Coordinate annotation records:
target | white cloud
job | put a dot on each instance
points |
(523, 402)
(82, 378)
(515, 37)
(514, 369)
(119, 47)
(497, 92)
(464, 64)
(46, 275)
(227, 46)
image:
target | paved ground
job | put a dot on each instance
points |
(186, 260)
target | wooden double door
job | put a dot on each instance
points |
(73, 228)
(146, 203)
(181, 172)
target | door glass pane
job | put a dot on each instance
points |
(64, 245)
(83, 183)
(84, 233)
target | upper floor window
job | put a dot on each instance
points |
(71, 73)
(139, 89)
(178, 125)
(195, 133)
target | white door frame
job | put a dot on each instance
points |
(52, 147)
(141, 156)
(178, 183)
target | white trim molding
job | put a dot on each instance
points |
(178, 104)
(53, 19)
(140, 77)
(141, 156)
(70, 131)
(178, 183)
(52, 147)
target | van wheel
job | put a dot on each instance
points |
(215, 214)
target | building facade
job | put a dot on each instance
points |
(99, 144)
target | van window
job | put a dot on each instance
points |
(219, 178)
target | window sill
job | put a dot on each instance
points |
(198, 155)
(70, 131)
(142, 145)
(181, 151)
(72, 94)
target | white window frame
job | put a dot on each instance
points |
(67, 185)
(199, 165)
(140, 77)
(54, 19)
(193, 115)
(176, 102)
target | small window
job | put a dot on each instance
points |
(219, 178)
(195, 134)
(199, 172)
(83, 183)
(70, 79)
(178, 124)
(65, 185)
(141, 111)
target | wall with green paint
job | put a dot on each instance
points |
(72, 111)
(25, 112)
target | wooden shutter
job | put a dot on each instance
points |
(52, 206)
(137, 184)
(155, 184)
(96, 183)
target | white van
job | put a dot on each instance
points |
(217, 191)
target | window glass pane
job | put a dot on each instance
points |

GIVEN INSTRUCTION: Reproduce all of the lines above word for word, from start to finish.

EXERCISE SOLUTION:
target | white cloud
job | put a dot on each instance
points |
(523, 402)
(82, 378)
(515, 37)
(514, 369)
(119, 47)
(497, 92)
(464, 64)
(46, 275)
(227, 46)
image:
target | paved ground
job | put a dot on each instance
points |
(186, 260)
target | wooden double door
job | put a dot on each instance
points |
(73, 228)
(146, 203)
(181, 172)
target | door glass pane
job | put a dot on each instance
points |
(64, 245)
(83, 183)
(84, 233)
target | upper floor window
job | put a dot on each instance
points |
(71, 73)
(139, 89)
(178, 125)
(195, 133)
target | white door frame
job | put a dot on each instance
points |
(52, 147)
(141, 156)
(178, 183)
target | white trim molding
job | put a dot on each instance
points |
(178, 104)
(53, 19)
(140, 77)
(141, 156)
(70, 131)
(178, 183)
(52, 147)
target | van wheel
job | put a dot on each instance
points |
(215, 214)
target | building facade
job | put a dot on each instance
points |
(99, 144)
target | van window
job | put a dot on each instance
points |
(219, 178)
target | window sill
job | put a dot on each instance
points |
(198, 155)
(70, 131)
(142, 145)
(181, 151)
(72, 94)
target | white window frame
job | put a dot on each instance
points |
(67, 185)
(199, 165)
(140, 77)
(54, 19)
(193, 115)
(176, 102)
target | small window
job | put a dot on each instance
points |
(219, 178)
(195, 134)
(199, 172)
(83, 183)
(70, 79)
(178, 124)
(65, 185)
(141, 111)
target | wall with green paint
job | put a dot on each instance
points |
(72, 111)
(25, 112)
target | wooden shutter
job | put a dot on each instance
points |
(52, 206)
(137, 184)
(155, 184)
(96, 183)
target | white van
job | put a dot on each instance
points |
(217, 191)
target | window glass pane
job | put a dot on each instance
points |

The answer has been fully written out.